Point localization data
*****
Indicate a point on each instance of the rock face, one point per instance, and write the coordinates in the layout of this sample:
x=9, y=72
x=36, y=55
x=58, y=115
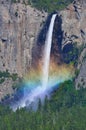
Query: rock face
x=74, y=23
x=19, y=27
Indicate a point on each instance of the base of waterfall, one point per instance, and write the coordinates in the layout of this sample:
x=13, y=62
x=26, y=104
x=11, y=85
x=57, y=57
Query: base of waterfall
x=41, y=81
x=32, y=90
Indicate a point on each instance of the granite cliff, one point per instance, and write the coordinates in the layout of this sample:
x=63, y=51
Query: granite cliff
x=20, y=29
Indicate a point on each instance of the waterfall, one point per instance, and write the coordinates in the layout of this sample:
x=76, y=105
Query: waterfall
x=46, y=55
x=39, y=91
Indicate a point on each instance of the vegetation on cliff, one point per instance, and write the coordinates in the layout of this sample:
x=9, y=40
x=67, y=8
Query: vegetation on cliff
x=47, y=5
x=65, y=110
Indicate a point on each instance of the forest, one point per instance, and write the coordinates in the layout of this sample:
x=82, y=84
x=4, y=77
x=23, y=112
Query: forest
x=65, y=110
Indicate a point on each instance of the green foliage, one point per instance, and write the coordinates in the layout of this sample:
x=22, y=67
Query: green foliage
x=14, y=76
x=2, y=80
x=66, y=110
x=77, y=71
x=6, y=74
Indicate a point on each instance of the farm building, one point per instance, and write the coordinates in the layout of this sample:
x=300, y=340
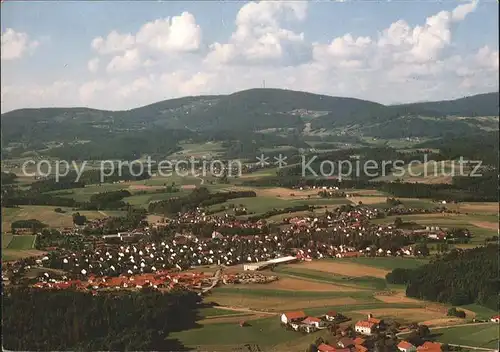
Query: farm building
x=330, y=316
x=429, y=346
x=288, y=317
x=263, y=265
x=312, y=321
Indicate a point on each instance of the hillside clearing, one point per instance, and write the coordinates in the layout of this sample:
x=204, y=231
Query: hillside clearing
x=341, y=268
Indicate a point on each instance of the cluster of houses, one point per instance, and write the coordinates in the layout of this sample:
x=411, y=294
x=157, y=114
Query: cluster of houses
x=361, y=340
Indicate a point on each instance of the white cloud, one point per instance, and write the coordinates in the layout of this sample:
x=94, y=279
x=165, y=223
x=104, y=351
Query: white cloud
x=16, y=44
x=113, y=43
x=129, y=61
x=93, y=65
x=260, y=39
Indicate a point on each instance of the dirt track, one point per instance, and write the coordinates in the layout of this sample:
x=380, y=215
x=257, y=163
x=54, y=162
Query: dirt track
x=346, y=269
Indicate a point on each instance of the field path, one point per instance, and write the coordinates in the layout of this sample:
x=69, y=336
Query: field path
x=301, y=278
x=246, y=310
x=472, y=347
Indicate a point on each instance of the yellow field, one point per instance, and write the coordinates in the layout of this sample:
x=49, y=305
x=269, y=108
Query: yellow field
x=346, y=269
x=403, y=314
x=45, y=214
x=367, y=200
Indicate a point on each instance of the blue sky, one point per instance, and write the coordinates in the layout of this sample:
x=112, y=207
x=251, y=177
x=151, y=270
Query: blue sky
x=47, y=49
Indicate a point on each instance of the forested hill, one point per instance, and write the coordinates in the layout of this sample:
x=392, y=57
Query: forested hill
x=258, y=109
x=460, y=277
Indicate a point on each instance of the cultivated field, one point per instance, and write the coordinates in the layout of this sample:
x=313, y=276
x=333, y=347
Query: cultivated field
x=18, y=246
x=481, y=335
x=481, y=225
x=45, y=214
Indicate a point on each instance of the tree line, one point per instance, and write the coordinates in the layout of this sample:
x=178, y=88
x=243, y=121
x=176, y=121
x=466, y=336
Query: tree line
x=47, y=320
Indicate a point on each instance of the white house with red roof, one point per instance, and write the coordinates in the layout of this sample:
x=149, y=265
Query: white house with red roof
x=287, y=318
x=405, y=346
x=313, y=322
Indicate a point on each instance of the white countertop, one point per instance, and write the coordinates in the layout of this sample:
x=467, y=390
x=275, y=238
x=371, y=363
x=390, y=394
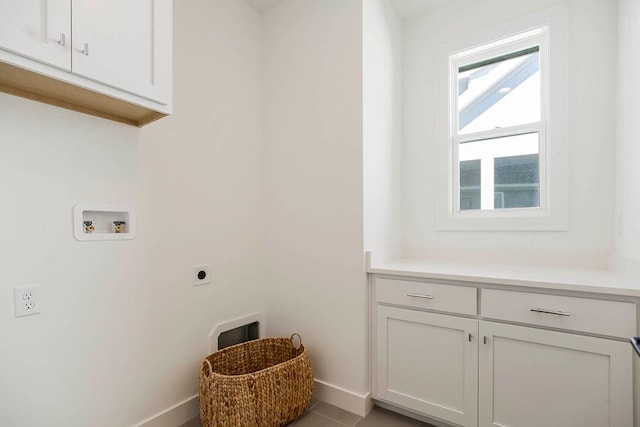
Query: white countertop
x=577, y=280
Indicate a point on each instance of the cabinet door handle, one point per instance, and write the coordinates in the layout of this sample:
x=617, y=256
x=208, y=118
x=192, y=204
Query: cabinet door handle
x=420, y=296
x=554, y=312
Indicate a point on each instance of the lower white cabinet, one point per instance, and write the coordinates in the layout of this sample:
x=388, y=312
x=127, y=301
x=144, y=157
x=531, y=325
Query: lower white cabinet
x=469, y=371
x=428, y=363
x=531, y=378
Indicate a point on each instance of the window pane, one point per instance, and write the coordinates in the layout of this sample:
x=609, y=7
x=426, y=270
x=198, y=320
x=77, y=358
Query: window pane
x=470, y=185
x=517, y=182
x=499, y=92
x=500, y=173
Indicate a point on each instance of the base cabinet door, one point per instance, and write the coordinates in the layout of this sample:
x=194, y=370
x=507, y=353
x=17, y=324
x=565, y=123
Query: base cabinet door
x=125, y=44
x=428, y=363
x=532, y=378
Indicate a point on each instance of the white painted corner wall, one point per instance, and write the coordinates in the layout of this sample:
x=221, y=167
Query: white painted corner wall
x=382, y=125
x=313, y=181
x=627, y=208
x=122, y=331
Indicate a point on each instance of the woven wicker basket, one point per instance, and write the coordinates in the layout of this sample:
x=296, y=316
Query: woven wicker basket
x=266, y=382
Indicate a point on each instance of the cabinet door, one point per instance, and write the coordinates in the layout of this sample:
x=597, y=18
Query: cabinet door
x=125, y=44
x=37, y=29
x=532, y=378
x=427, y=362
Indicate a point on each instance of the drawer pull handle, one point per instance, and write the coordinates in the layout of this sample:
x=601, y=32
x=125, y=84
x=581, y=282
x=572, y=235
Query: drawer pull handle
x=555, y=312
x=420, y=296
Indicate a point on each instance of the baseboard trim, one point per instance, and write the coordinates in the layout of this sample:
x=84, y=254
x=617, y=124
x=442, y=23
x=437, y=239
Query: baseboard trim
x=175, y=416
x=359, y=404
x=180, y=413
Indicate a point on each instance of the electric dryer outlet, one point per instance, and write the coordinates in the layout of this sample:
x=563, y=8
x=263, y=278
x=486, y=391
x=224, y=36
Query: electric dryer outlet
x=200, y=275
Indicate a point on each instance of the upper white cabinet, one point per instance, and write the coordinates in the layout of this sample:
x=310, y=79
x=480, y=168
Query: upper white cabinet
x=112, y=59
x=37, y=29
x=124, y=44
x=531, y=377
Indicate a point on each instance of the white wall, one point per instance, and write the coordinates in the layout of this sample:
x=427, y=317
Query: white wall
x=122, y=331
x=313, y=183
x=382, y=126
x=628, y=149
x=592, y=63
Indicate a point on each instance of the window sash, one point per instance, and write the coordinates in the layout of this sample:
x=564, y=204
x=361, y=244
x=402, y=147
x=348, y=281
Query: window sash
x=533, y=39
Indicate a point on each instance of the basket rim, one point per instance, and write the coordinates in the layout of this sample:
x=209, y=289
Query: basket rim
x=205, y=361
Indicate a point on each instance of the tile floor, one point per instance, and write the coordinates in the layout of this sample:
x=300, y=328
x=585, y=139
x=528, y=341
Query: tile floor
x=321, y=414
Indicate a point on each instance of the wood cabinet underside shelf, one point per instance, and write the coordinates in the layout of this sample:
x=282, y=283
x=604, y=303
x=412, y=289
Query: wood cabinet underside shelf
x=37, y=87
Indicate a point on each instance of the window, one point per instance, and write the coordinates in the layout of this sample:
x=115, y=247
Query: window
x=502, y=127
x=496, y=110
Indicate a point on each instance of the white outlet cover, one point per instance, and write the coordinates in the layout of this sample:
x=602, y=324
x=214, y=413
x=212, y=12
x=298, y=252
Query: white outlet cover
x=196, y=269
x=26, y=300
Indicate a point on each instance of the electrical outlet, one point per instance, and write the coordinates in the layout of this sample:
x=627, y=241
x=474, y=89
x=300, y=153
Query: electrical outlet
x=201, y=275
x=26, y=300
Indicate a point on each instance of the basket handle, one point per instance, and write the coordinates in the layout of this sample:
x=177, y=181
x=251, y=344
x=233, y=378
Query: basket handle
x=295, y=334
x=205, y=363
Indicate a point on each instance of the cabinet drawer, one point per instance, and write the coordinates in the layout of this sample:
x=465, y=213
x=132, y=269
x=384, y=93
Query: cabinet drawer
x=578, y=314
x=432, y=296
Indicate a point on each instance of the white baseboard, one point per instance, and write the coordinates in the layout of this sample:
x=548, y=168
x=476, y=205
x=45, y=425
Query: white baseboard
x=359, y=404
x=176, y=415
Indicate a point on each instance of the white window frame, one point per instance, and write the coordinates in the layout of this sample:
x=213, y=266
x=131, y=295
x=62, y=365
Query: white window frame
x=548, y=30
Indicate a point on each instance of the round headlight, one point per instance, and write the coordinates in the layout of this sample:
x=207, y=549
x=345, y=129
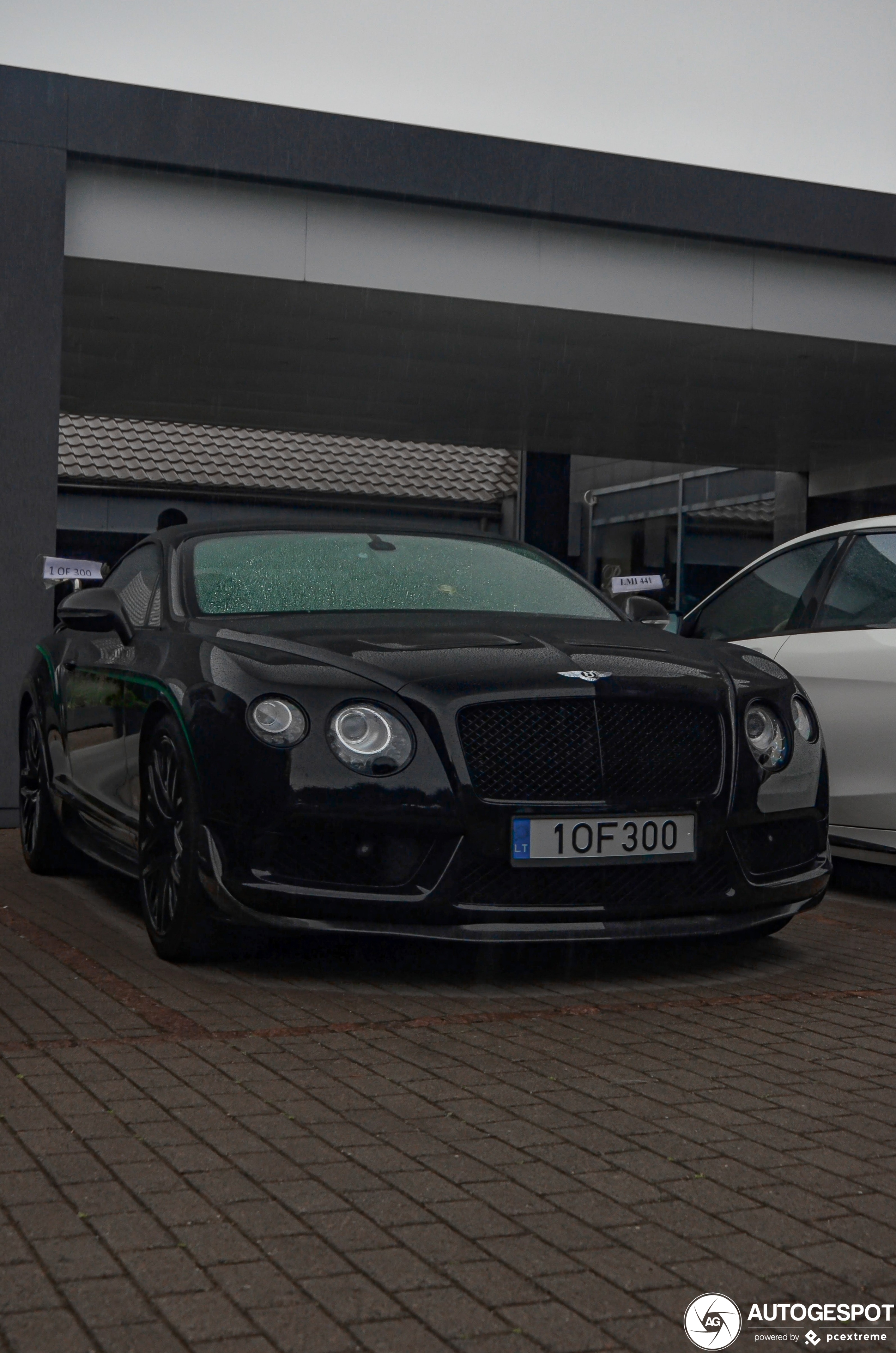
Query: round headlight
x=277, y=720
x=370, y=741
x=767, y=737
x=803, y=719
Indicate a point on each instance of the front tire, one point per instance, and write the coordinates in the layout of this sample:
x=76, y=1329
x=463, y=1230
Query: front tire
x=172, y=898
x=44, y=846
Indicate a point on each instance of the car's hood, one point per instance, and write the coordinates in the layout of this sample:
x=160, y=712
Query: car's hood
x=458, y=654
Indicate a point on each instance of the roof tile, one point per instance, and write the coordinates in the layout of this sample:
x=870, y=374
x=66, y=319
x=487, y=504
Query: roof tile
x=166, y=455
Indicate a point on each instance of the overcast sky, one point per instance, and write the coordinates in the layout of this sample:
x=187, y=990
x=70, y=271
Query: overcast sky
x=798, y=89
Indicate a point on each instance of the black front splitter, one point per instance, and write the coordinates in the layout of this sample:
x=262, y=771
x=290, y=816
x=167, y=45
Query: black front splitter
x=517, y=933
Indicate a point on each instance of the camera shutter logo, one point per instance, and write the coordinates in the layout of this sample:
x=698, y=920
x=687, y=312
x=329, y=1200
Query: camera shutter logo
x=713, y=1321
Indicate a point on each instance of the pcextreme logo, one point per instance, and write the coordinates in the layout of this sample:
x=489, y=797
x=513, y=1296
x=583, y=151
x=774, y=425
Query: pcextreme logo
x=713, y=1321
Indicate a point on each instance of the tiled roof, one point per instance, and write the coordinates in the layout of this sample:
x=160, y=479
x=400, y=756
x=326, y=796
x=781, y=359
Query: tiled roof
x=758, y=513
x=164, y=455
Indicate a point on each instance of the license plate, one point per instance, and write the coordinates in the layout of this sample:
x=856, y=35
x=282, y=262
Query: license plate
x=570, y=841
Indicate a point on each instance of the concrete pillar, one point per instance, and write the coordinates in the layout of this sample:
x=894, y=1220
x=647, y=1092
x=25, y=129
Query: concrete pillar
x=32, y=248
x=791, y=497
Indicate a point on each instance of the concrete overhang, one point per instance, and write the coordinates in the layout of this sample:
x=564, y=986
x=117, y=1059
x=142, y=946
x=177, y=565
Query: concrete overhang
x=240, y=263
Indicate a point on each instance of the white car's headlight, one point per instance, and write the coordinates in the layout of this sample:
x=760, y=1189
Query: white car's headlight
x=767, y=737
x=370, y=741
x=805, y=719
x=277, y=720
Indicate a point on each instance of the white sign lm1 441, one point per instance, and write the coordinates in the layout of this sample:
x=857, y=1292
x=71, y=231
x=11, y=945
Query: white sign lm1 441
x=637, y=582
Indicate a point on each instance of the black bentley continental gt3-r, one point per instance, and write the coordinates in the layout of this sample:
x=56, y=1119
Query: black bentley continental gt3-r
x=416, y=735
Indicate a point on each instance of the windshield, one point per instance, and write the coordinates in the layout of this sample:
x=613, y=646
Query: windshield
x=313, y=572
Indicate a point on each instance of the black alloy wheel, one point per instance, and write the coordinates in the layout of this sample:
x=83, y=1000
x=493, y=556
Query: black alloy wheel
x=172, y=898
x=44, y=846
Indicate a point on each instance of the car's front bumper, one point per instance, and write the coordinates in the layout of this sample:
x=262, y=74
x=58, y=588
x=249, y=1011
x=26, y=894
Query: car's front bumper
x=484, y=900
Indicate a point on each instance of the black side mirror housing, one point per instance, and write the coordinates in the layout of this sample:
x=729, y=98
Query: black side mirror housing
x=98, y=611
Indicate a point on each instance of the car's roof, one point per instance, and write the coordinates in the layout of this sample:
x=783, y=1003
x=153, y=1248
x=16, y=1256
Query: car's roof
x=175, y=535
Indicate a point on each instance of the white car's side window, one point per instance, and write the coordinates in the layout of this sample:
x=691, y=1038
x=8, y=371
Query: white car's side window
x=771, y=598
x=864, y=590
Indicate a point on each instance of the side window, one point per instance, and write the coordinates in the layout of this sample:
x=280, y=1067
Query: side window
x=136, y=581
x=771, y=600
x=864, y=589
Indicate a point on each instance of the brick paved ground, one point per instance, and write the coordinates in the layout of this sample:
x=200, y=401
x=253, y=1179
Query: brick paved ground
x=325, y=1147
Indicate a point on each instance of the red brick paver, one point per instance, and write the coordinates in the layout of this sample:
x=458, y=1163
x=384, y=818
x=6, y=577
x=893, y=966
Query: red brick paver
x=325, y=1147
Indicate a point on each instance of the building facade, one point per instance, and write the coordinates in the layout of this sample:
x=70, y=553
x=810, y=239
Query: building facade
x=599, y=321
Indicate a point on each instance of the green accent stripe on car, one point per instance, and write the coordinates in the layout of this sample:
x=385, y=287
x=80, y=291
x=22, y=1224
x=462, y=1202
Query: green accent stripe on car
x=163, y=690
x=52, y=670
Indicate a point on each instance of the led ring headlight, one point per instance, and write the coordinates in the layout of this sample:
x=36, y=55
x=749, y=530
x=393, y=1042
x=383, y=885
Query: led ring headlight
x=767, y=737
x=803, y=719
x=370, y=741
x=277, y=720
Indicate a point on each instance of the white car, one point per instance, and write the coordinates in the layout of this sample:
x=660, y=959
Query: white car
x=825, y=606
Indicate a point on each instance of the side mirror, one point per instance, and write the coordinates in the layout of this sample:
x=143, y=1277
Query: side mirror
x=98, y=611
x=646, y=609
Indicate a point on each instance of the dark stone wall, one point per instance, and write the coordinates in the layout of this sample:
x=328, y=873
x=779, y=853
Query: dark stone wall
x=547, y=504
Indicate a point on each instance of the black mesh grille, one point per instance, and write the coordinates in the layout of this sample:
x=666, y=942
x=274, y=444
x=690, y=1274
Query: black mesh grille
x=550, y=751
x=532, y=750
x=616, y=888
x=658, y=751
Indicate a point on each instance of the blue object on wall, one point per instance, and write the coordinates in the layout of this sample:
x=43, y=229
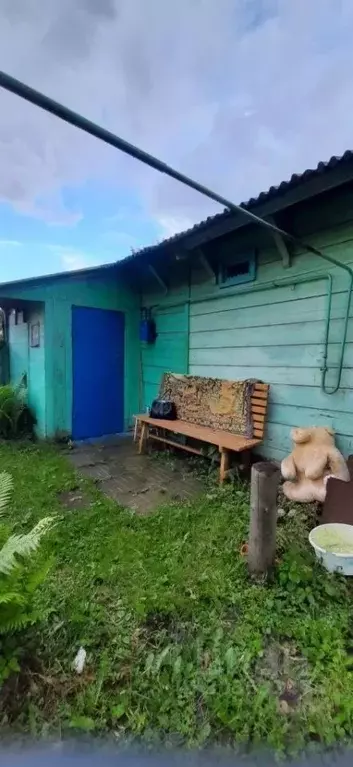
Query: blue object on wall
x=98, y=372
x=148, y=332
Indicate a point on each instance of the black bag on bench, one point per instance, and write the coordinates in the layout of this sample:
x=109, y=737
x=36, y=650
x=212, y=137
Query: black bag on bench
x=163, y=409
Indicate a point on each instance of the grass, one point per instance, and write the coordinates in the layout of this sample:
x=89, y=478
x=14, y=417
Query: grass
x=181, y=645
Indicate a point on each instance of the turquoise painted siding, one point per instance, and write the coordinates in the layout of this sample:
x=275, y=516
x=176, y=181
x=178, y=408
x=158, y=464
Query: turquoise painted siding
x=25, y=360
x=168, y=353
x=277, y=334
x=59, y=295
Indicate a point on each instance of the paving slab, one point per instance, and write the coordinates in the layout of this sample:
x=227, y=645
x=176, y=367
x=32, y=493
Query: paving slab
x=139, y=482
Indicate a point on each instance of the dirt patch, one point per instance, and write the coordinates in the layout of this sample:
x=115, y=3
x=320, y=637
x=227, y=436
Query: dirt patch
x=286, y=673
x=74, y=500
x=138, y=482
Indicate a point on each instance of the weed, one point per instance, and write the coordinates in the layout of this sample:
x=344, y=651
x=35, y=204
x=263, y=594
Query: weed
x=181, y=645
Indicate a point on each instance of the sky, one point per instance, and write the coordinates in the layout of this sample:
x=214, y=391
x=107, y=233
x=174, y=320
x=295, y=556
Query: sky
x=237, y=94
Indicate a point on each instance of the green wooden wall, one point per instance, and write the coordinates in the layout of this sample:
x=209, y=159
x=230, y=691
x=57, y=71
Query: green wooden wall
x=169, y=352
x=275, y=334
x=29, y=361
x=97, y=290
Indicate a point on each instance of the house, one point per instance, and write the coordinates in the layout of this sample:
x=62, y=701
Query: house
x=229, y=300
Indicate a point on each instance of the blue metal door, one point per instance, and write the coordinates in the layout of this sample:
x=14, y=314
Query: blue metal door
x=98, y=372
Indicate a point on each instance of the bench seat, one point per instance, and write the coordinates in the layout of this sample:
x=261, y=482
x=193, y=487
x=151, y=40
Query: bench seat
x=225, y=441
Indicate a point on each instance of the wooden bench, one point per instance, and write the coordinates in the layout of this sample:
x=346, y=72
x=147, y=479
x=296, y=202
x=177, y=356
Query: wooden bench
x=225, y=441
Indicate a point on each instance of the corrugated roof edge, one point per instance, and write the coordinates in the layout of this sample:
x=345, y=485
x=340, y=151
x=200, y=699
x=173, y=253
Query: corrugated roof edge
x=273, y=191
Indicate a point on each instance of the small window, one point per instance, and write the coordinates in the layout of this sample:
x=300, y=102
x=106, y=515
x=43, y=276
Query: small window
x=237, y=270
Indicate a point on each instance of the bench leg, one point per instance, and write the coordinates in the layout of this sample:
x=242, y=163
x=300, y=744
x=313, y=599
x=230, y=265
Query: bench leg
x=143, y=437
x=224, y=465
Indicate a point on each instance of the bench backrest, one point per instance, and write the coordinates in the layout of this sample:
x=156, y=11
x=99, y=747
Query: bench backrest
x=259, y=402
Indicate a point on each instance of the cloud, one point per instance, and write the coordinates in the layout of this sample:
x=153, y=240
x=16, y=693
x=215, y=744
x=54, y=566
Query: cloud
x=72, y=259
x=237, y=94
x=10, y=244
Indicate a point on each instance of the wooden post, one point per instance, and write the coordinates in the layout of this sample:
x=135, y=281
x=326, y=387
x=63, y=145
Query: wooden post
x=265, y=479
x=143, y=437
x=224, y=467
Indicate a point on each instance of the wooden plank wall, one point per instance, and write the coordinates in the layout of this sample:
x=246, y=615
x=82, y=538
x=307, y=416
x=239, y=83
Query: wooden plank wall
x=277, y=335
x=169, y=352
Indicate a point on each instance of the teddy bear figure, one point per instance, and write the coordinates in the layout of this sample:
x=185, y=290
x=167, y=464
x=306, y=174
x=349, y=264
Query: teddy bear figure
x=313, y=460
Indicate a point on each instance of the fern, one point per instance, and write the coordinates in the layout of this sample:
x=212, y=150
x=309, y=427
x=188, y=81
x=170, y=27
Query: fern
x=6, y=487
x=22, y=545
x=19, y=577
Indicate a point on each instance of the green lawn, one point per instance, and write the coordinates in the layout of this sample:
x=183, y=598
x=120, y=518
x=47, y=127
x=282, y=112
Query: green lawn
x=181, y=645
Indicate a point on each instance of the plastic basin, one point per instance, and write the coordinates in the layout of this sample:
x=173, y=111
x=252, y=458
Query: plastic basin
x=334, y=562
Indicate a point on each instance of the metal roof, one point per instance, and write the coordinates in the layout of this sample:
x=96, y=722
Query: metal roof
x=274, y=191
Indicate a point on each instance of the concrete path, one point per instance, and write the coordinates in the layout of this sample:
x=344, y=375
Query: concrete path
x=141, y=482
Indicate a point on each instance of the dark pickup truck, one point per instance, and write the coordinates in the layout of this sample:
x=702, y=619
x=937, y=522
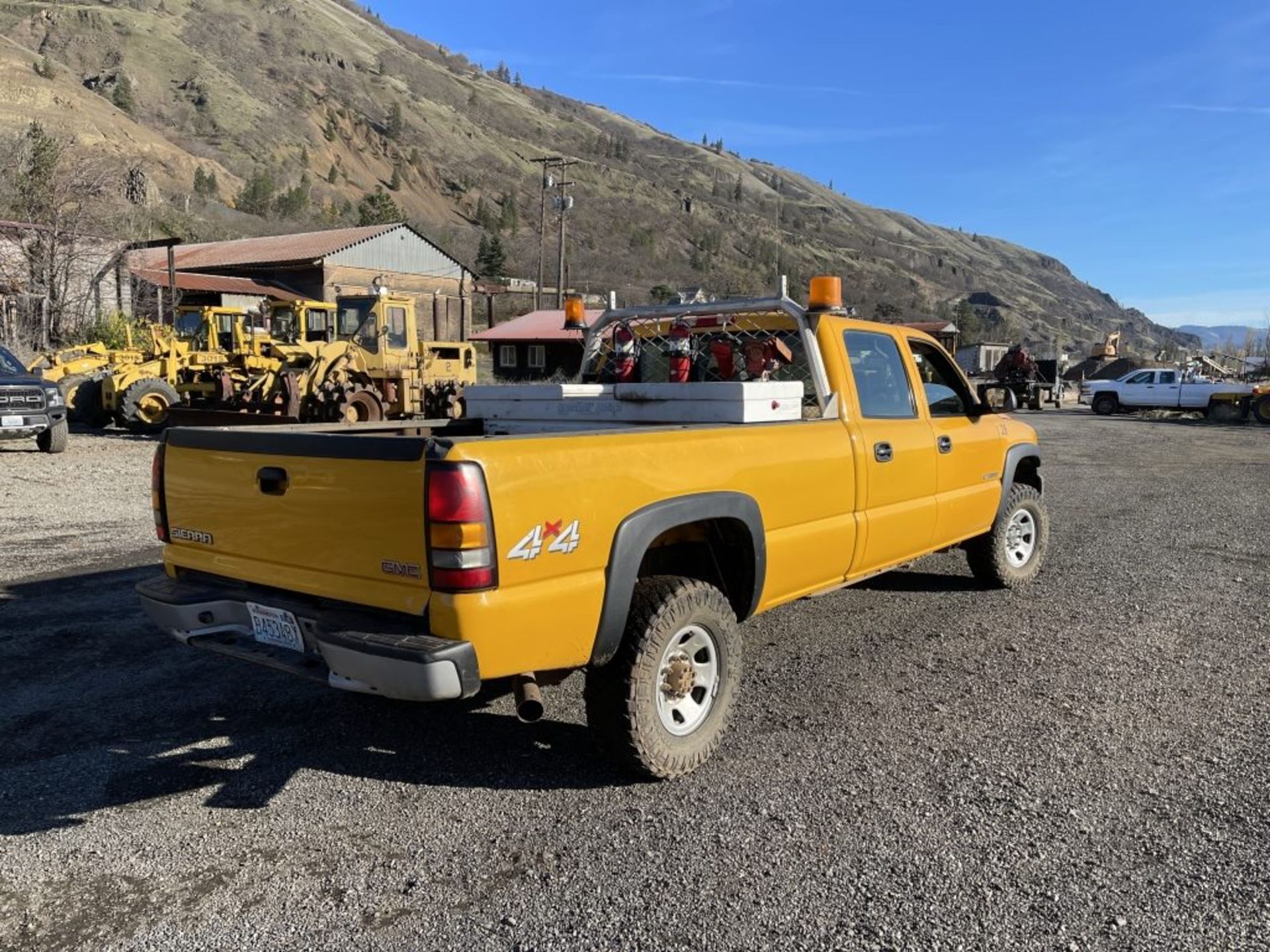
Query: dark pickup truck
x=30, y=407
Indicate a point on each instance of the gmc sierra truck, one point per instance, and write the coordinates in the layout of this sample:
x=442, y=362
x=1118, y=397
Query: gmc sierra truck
*****
## [Task prompt]
Reproduce verbatim, and only, the lines starting at the one that contains "x=185, y=290" and ending with the final line of the records; leave out the pictures.

## [Answer]
x=185, y=290
x=167, y=464
x=306, y=174
x=349, y=264
Query: teddy bear figure
x=313, y=460
Indicate a point on each instance of the fern, one point per instance, and write the coordinates in the layout of this sample:
x=212, y=150
x=309, y=427
x=188, y=81
x=170, y=27
Query: fern
x=6, y=487
x=22, y=545
x=19, y=577
Indicate a point on each instance of the green lawn, one point per instance, and write the coordinates in the layout of this sample:
x=183, y=598
x=120, y=518
x=47, y=127
x=282, y=112
Query: green lawn
x=181, y=645
Indicate a point on each instance of the plastic basin, one point per instance, and write the coordinates in the layout of this sample:
x=173, y=111
x=252, y=458
Query: plastic basin
x=334, y=562
Indicate a point on each instance of the metal roof, one point per instance, and write the coordinates in the layout of this sample:
x=96, y=722
Query: metal roof
x=274, y=191
Indicate a point on each instance of the concrete path, one point per instance, and write the coordinates in the layout of this sample:
x=344, y=375
Query: concrete path
x=141, y=482
Indicate a point on each instance of the dark pickup truck, one point per instance, and write the coordinates in the layout of this sample:
x=702, y=619
x=937, y=522
Query: dark pickup truck
x=30, y=407
Indicate a point on each instance of the gmc sierra truck, one point per instance, and write the coordinates in the layout of this sample:
x=442, y=362
x=1118, y=397
Query: gmc sierra truck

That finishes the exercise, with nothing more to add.